• [Document passage]:

────

Thus, the complete attention formula can be equivalently written as

\[\operatorname{Attn}(X) = X + (A \otimes W_O W_V)X,\]

where $A$ governs interactions across the sequence dimension and $W_O W_V$ acts across the feature dimension. The Kronecker product $(A \otimes W_O W_V)$ therefore captures the separable yet coupled nature of attention, a key mathematical insight for interpretability.

Virtual Weights and Tensor Representations

While the Kronecker product formulation describes how attention acts on the input matrix $X$, it is often useful to analyze the effective linear transformation imposed by a circuit, independent of the specific input sequence. We call these virtual weights.

To represent these weights, we lift the smaller weight matrices (which operate on the embedding dimension $d$) into the full sequence space (operating on $n \times d$) using the Kronecker product with the identity matrix.

Definition (Virtual Weight Construction). Let $W \in \mathbb{R}^{d \times d}$ be a weight matrix operating on the embedding space. The virtual weight $\tilde{W}$ operating on the full sequence space is given by:

\[\tilde{W} = I_n \otimes W = \begin{bmatrix} W & 0 & \dots & 0 \\ 0 & W & \dots & 0 \\ \vdots & \vdots & \ddots & \vdots \\ 0 & 0 & \dots & W \end{bmatrix} \in \mathbb{R}^{nd \times nd}\]

where $I_n$ is the identity matrix of size $n \times n$. This represents applying the same transformation $W$ locally at every token position.

Remark (Effective OV Weight). Using this notation, we can express the effective output-value weight for a specific head $h$ as the Kronecker product of the identity (preserving sequence position) and the OV circuit (processing features):

\[W_{OV}^{h, \text{eff}} = I_n \otimes \underbrace{(W_O^h W_V^h)}_{\text{OV Circuit}}\]

This matrix captures the fact that the OV circuit operates on semantic information (embeddings) identically at every position, before the attention pattern moves that information between positions.

────

(Extracted data entries)

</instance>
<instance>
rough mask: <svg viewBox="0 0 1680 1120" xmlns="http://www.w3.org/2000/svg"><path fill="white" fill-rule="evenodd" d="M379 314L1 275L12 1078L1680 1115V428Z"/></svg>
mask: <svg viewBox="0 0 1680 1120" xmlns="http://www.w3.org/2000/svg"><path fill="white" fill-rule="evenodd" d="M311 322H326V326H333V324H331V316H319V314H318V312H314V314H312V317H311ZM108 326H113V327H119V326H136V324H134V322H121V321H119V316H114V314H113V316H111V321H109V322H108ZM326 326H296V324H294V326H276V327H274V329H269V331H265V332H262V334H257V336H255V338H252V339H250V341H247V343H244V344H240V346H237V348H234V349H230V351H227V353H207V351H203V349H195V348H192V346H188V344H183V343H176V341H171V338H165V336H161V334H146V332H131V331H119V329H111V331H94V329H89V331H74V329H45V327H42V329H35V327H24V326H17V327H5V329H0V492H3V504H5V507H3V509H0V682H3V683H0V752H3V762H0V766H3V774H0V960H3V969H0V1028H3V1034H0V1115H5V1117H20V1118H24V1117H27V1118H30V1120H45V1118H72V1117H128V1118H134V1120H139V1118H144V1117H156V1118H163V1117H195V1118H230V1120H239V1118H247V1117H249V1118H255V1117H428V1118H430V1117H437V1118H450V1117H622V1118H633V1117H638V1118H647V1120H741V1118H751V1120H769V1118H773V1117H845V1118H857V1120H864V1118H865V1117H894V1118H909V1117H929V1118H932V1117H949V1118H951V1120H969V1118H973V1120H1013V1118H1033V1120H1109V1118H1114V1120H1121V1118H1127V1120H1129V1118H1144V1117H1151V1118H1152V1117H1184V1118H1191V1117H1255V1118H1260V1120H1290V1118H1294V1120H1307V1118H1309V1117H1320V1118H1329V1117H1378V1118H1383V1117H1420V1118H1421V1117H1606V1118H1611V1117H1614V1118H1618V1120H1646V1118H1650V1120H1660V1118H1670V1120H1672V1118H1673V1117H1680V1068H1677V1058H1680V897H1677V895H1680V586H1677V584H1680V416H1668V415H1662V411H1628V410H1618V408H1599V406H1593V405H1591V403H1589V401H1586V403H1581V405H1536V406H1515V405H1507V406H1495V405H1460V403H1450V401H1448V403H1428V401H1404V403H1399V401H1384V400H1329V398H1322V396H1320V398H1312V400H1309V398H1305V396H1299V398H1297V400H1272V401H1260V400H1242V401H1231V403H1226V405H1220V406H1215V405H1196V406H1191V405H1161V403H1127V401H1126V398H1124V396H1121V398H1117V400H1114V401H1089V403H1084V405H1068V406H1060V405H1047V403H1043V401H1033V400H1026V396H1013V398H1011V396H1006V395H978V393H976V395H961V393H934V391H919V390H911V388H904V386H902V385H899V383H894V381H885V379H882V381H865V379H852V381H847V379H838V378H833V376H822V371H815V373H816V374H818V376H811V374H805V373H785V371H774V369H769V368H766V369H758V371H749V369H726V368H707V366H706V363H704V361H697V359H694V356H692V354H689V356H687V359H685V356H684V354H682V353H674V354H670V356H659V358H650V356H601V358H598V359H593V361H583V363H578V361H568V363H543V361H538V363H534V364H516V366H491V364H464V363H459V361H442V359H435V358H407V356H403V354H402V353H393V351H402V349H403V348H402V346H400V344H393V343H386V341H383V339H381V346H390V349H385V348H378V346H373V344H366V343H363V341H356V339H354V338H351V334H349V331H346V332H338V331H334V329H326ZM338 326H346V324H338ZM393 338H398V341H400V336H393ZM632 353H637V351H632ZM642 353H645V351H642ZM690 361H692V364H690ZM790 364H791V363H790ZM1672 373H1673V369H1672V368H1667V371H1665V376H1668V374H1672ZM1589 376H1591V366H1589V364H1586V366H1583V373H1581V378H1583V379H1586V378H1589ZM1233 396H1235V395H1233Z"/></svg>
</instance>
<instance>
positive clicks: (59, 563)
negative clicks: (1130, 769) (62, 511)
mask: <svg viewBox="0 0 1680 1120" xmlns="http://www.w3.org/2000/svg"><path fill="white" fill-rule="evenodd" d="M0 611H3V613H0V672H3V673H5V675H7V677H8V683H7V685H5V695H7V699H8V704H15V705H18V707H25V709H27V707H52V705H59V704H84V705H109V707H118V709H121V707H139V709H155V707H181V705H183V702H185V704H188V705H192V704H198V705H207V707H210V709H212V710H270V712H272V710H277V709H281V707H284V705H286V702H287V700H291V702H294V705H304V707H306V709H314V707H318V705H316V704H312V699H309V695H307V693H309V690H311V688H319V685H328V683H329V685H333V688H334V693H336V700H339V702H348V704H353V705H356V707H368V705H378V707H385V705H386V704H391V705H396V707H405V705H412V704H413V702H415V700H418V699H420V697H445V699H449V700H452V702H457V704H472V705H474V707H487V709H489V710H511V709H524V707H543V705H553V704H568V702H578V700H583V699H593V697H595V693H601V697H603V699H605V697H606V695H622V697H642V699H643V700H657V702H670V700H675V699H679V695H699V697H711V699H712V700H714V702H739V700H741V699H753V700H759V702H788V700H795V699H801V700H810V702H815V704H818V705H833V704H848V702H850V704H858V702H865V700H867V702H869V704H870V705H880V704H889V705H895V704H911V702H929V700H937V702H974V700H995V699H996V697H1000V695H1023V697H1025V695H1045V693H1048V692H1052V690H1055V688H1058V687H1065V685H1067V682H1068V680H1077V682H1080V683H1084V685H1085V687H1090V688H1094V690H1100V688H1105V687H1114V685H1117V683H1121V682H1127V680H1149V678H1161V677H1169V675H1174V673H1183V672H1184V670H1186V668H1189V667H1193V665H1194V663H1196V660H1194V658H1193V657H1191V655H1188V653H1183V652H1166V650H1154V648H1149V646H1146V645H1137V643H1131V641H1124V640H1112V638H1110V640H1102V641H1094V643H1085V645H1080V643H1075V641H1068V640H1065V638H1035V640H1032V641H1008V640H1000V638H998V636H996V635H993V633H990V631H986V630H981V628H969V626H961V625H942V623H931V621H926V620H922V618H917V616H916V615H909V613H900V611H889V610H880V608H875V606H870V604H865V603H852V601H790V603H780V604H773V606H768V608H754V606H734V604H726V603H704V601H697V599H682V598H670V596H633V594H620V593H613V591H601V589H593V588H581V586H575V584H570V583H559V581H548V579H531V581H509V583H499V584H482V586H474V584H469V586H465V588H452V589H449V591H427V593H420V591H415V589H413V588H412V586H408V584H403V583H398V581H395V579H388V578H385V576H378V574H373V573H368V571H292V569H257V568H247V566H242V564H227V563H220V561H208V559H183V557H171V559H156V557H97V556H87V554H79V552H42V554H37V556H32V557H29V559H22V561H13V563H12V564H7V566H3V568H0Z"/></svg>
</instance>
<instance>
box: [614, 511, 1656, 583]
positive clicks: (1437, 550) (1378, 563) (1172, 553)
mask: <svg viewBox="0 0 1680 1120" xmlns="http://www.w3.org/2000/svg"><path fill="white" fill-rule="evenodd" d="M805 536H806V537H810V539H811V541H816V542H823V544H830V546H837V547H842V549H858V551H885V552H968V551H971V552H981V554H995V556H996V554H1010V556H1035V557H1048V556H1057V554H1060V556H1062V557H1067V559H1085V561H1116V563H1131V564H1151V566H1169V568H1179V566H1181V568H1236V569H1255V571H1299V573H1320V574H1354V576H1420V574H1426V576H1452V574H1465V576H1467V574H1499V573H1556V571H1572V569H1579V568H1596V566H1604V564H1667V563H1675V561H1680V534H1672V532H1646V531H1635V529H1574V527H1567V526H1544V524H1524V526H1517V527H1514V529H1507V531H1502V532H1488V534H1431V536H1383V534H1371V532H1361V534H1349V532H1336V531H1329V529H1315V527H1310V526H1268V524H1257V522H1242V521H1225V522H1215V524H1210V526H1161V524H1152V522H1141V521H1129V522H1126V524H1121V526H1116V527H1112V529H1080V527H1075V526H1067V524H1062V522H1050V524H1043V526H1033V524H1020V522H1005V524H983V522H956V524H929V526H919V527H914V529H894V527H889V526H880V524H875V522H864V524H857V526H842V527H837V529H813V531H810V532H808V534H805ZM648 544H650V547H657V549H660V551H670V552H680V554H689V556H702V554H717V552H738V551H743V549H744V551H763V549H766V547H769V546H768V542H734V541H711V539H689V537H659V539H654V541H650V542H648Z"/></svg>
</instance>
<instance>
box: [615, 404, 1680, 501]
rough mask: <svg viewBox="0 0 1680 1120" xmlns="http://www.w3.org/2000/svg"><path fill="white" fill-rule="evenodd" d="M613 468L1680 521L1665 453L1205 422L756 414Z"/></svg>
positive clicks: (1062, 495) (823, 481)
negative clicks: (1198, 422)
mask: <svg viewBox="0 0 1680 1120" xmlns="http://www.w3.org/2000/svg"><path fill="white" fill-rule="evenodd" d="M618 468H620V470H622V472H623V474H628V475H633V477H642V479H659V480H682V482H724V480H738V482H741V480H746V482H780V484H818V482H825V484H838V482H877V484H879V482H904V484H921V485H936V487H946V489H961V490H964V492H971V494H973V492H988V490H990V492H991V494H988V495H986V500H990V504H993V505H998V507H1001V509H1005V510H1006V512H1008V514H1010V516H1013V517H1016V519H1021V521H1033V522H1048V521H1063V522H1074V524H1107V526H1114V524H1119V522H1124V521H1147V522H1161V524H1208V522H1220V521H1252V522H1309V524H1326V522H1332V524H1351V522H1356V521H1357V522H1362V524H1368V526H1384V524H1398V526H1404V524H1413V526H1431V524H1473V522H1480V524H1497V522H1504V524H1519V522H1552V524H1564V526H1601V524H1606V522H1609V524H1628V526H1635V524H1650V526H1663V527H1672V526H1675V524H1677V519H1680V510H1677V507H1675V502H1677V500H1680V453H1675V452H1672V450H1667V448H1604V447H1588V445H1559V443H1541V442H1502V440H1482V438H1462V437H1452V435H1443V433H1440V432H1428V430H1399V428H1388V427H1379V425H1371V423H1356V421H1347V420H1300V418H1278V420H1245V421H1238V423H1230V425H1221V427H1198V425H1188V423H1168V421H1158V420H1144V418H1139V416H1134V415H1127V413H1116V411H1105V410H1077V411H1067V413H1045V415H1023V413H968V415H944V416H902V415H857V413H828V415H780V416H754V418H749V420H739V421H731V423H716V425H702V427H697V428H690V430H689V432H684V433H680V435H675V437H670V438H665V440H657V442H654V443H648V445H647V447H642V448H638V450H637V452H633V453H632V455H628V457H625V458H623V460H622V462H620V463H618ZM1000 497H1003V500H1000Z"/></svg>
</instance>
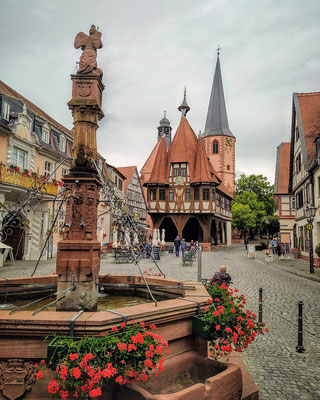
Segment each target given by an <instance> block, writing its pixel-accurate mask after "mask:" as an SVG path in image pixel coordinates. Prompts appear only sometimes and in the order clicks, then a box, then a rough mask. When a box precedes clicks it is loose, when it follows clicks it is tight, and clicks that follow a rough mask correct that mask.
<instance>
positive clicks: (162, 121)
mask: <svg viewBox="0 0 320 400" xmlns="http://www.w3.org/2000/svg"><path fill="white" fill-rule="evenodd" d="M159 124H160V126H170V121H169V120H168V118H167V112H166V111H164V112H163V118H162V119H161V120H160V121H159Z"/></svg>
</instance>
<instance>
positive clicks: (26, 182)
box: [0, 165, 58, 196]
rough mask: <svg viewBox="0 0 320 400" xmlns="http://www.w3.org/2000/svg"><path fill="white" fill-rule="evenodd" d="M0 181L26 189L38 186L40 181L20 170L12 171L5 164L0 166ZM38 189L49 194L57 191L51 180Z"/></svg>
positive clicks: (43, 192) (54, 192) (34, 187)
mask: <svg viewBox="0 0 320 400" xmlns="http://www.w3.org/2000/svg"><path fill="white" fill-rule="evenodd" d="M0 168H1V169H0V182H4V183H11V184H13V185H17V186H21V187H24V188H27V189H34V188H35V187H37V186H40V184H41V183H40V182H39V181H38V180H37V179H35V178H33V177H32V176H28V175H26V174H23V173H20V172H14V171H12V170H11V169H8V168H6V166H5V165H1V166H0ZM40 191H41V192H42V193H46V194H51V195H53V196H55V195H56V194H57V192H58V188H57V185H55V184H54V183H51V182H47V183H46V184H45V185H44V186H43V187H42V188H41V189H40Z"/></svg>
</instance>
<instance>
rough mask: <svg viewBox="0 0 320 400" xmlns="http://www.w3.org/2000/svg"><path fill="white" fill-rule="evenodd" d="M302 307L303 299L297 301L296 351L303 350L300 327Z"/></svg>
mask: <svg viewBox="0 0 320 400" xmlns="http://www.w3.org/2000/svg"><path fill="white" fill-rule="evenodd" d="M302 308H303V301H298V346H297V347H296V350H297V352H298V353H303V352H304V347H303V328H302Z"/></svg>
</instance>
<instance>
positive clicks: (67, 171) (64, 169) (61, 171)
mask: <svg viewBox="0 0 320 400" xmlns="http://www.w3.org/2000/svg"><path fill="white" fill-rule="evenodd" d="M68 172H69V170H68V169H66V168H62V170H61V176H62V177H64V176H65V175H67V174H68Z"/></svg>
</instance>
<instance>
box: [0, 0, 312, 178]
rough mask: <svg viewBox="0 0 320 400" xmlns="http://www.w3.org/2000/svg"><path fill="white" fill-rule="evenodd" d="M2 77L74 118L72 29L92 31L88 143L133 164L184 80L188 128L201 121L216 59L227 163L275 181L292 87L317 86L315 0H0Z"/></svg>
mask: <svg viewBox="0 0 320 400" xmlns="http://www.w3.org/2000/svg"><path fill="white" fill-rule="evenodd" d="M0 6H1V11H0V37H1V63H0V79H1V80H3V81H4V82H5V83H7V84H8V85H9V86H11V87H12V88H13V89H15V90H16V91H18V92H19V93H20V94H22V95H23V96H25V97H26V98H28V99H29V100H31V101H32V102H34V103H35V104H36V105H37V106H39V107H40V108H42V109H43V110H44V111H45V112H47V113H48V114H50V115H51V116H52V117H53V118H55V119H56V120H57V121H59V122H60V123H62V124H63V125H65V126H66V127H67V128H69V129H71V128H72V117H71V113H70V111H69V110H68V107H67V104H66V103H67V102H68V101H69V100H70V98H71V81H70V76H69V75H70V73H73V72H75V66H76V61H78V60H79V57H80V54H81V50H80V49H79V50H76V49H74V48H73V41H74V37H75V35H76V34H77V33H78V32H79V31H83V32H85V33H88V32H89V28H90V26H91V24H95V25H96V26H98V27H99V28H100V31H101V32H102V41H103V44H104V47H103V49H101V50H98V66H99V67H100V68H101V69H102V70H103V71H104V77H103V82H104V84H105V86H106V88H105V90H104V94H103V109H104V112H105V118H104V119H103V120H102V121H101V123H100V129H99V130H98V150H99V152H100V153H101V154H102V155H103V156H104V157H105V158H106V160H107V161H108V162H109V163H110V164H113V165H116V166H125V165H137V166H138V168H139V169H140V168H141V167H142V166H143V164H144V162H145V160H146V158H147V157H148V155H149V153H150V152H151V150H152V148H153V147H154V145H155V143H156V138H157V126H158V125H159V120H160V119H161V118H162V116H163V110H166V111H167V117H168V119H169V120H170V122H171V126H172V128H173V132H175V131H176V129H177V125H178V123H179V118H180V113H179V112H178V110H177V107H178V106H179V105H180V103H181V101H182V97H183V88H184V86H186V87H187V100H188V103H189V105H190V107H191V110H190V111H189V113H188V120H189V122H190V124H191V126H192V127H193V130H194V131H195V132H196V133H198V131H199V130H200V129H201V130H202V131H203V130H204V126H205V120H206V113H207V108H208V103H209V96H210V90H211V85H212V80H213V74H214V68H215V63H216V48H217V45H218V44H220V46H221V47H222V50H221V55H220V61H221V69H222V78H223V84H224V92H225V99H226V105H227V113H228V118H229V126H230V129H231V131H232V132H233V134H234V135H235V136H236V138H237V143H236V171H237V174H239V173H245V174H251V173H255V174H260V173H261V174H263V175H265V176H267V177H268V179H269V180H270V182H271V183H273V181H274V167H275V157H276V147H277V145H278V144H280V143H281V142H283V141H289V140H290V125H291V108H292V93H293V92H314V91H319V90H320V50H319V48H320V47H319V38H320V24H319V17H320V1H319V0H314V1H313V0H307V1H301V0H281V1H279V0H269V1H267V0H265V1H263V0H260V1H256V0H233V1H231V0H229V1H228V0H225V1H224V0H211V1H201V0H198V1H196V0H161V1H160V0H134V1H133V0H116V1H111V0H103V1H98V0H95V1H89V0H87V1H83V0H68V1H63V0H59V1H58V0H51V1H49V0H38V1H36V0H0Z"/></svg>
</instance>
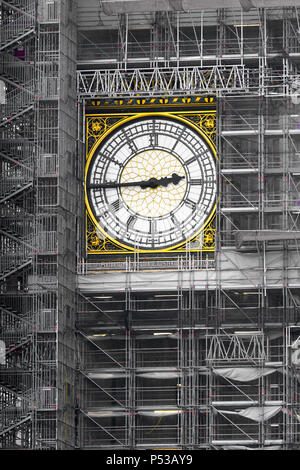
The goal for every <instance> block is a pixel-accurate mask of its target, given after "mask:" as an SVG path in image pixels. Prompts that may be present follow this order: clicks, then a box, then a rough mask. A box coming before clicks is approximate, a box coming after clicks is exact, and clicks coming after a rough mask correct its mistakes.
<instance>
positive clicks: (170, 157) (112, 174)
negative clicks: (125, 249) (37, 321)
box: [86, 116, 216, 251]
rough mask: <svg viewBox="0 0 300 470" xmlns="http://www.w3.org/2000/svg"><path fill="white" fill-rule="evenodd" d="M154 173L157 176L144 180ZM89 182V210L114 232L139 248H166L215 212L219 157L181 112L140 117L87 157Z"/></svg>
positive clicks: (117, 129)
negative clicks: (186, 123)
mask: <svg viewBox="0 0 300 470" xmlns="http://www.w3.org/2000/svg"><path fill="white" fill-rule="evenodd" d="M174 174H175V175H177V177H180V178H179V179H180V181H177V182H176V181H175V180H172V175H174ZM151 178H154V179H155V181H156V182H157V181H158V182H160V183H159V184H157V186H156V187H146V188H142V187H141V186H140V185H139V183H140V182H145V181H149V180H150V179H151ZM164 178H165V179H166V178H167V183H165V184H164V185H163V184H162V183H161V181H163V179H164ZM173 181H175V182H173ZM108 183H112V184H111V186H109V185H108ZM126 185H127V186H126ZM86 186H87V206H88V211H89V213H90V215H91V217H92V219H93V220H94V222H95V224H97V225H98V227H99V229H100V230H101V231H102V232H103V233H104V234H106V235H107V236H108V237H109V238H111V239H112V240H114V241H117V242H118V243H120V244H122V245H123V246H126V247H128V248H135V249H139V250H141V251H161V250H168V249H171V248H172V247H175V246H178V245H180V244H181V243H183V242H185V241H186V240H190V239H192V238H193V237H194V236H195V235H196V234H197V233H198V232H199V231H200V230H201V229H202V228H203V226H204V224H205V223H206V221H207V219H208V218H209V217H210V216H211V213H212V210H213V208H214V205H215V198H216V164H215V156H214V152H213V150H212V148H211V146H210V145H209V144H208V142H207V141H206V140H205V139H204V137H203V136H202V135H201V134H200V133H199V132H198V131H197V130H196V129H194V128H193V127H192V126H189V125H187V124H185V123H184V122H182V121H181V120H179V119H178V120H177V119H171V118H167V117H160V116H152V117H144V118H140V119H135V120H132V121H128V122H127V123H126V124H125V125H122V126H120V127H119V128H117V129H116V130H115V131H114V132H113V133H111V134H110V135H109V136H108V137H107V138H106V139H104V140H103V142H101V144H100V146H99V147H98V148H97V149H96V151H95V152H94V153H93V155H92V156H91V158H90V159H89V161H88V164H87V180H86Z"/></svg>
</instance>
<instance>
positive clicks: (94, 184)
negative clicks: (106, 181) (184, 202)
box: [87, 173, 185, 189]
mask: <svg viewBox="0 0 300 470" xmlns="http://www.w3.org/2000/svg"><path fill="white" fill-rule="evenodd" d="M183 178H185V177H184V176H179V175H177V174H176V173H173V174H172V176H171V177H164V178H160V179H157V178H150V179H149V180H147V181H133V182H130V183H96V184H90V185H88V186H87V188H88V189H108V188H127V187H130V186H140V188H142V189H147V188H152V189H155V188H157V187H158V186H164V187H167V186H168V184H170V183H173V184H175V185H177V184H178V183H179V182H180V181H181V180H182V179H183Z"/></svg>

────

• [Work request A]: Reproduce the part of the passage on attention and virtual weights that opens with the words "This matrix captures" and closes with "information between positions.".
• [Work request B]: Render the extracted data entries as a JSON list of strings, one per line and skipping blank lines, from their first line through the line containing "314L1 275L12 1078L1680".

• [Exercise solution A]:
This matrix captures the fact that the OV circuit operates on semantic information (embeddings) identically at every position, before the attention pattern moves that information between positions.

• [Exercise solution B]:
[
  "</instance>",
  "<instance>",
  "rough mask: <svg viewBox=\"0 0 1680 1120\" xmlns=\"http://www.w3.org/2000/svg\"><path fill=\"white\" fill-rule=\"evenodd\" d=\"M379 314L1 275L12 1078L1680 1115V428Z\"/></svg>"
]